### [Working data]
------

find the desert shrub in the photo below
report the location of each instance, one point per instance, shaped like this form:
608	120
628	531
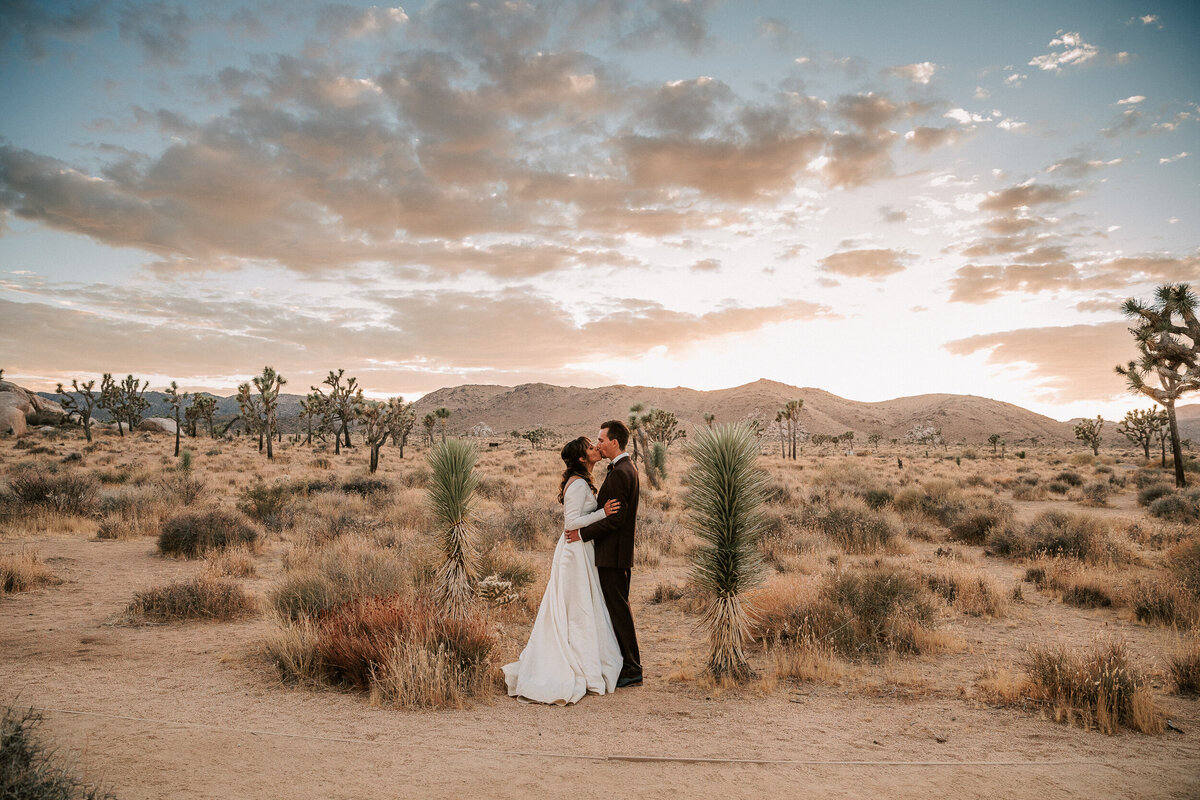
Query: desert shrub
268	504
203	597
406	650
970	591
1069	477
1177	506
335	575
858	612
877	498
1096	493
1097	687
31	771
1185	667
505	563
529	523
70	492
777	492
1164	601
366	487
24	571
940	500
852	525
1057	533
977	521
193	534
1150	493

------

### [Your task]
Transcribe the records above exactly, excluding every picture.

### [Final answer]
find the desert shrub in the photo below
report the location of each instance, one point per instance, shaped like this form:
608	120
628	531
Query: desert shrub
268	504
203	597
406	650
970	591
1069	477
1177	506
335	575
858	612
877	498
1096	493
1097	687
31	771
1185	667
505	563
529	523
70	492
777	492
1164	601
366	487
24	571
940	500
852	525
1057	533
977	521
193	534
1150	493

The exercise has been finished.